» Exercise requirements
Entries follow. Set all of them down as they stand.

Free-text object descriptions
+ + + +
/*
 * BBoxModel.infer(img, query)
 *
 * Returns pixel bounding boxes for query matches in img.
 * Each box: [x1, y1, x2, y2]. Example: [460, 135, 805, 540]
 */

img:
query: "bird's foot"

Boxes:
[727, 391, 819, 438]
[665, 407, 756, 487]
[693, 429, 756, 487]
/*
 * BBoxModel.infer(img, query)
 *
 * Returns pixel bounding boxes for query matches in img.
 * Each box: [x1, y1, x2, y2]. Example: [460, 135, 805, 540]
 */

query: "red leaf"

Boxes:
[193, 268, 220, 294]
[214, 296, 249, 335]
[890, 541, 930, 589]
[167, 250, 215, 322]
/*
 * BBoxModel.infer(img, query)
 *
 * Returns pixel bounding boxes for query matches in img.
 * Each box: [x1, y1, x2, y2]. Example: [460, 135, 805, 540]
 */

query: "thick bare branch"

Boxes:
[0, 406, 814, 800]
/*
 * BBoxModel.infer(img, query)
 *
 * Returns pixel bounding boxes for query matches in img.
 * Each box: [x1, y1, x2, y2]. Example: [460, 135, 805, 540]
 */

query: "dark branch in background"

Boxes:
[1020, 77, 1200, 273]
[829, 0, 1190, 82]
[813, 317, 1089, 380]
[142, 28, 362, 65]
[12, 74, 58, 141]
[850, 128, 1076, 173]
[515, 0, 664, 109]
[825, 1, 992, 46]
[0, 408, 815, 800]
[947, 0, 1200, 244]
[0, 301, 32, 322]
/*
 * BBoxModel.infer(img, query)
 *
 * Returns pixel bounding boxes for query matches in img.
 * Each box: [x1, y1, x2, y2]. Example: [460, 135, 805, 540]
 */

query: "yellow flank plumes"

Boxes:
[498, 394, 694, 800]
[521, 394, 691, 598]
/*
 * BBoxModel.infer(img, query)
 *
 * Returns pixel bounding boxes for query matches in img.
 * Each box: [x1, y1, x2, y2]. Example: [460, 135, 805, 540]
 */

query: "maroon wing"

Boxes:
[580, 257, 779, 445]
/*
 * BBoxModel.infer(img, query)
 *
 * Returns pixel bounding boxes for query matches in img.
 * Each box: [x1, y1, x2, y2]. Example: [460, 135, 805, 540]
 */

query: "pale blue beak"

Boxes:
+ + + +
» Problem solution
/*
 * BBoxModel.infer(img, query)
 *
 * Returns pixel bounding boxes for query matches in img.
 * Each box: [x1, y1, x2, y2]. Example: [460, 135, 805, 540]
 */

img:
query: "bird's foot"

Boxes:
[727, 391, 819, 438]
[665, 407, 756, 487]
[693, 429, 756, 487]
/*
 * BBoxModel.infer(img, query)
 *
 * Returns pixel bounding boxes for query matches in img.
 * Each box: [x1, y1, x2, y2]. Example: [460, 135, 805, 540]
 */

query: "red leaf"

Boxes:
[193, 268, 220, 294]
[214, 296, 249, 335]
[890, 541, 930, 589]
[167, 250, 215, 322]
/*
 * BBoxModel.infer(img, query)
 *
 * Returns pixel bounding boxes for query matches in img.
 * Each box: [x1, y1, x2, y2]. Example: [460, 135, 805, 540]
 */

query: "thick bare branch"

Boxes:
[0, 406, 814, 800]
/*
 * BBoxModel.infer(img, query)
 *
 * Returns pixel bounding boxes for query matches in img.
 * Each box: [x1, y1, x2, y2]. Example: [460, 135, 805, 540]
 */

query: "dark branch in background"

Boxes:
[1020, 77, 1200, 273]
[829, 0, 1190, 82]
[813, 317, 1089, 380]
[142, 28, 362, 65]
[12, 74, 58, 141]
[850, 128, 1076, 173]
[515, 0, 664, 109]
[825, 1, 992, 46]
[0, 408, 815, 800]
[947, 0, 1200, 244]
[0, 301, 32, 322]
/*
 * BBoxModel.infer(img, query)
 *
 * Returns pixel bounding boxes for query matches in img.
 * Each box: [x1, y1, x2, y2]. Example: [460, 135, 805, 540]
 */

query: "yellow flank plumes"

Boxes:
[498, 394, 694, 800]
[521, 394, 691, 598]
/*
 * BBoxModel.infer(img, query)
 *
 * Returns pixel bounding boxes for query matches in img.
 * Each box: [x1, y1, x2, y2]. Example: [460, 135, 805, 540]
 */

query: "maroon wing"

Boxes:
[580, 257, 779, 445]
/*
 * BBoxModel.infer(img, query)
 *
 * Returns pixel bounding boxes for query matches in img.
 * Each box: [x1, y1, x2, y2]. Example: [460, 135, 805, 540]
 */

query: "pale blue beak"

Boxes:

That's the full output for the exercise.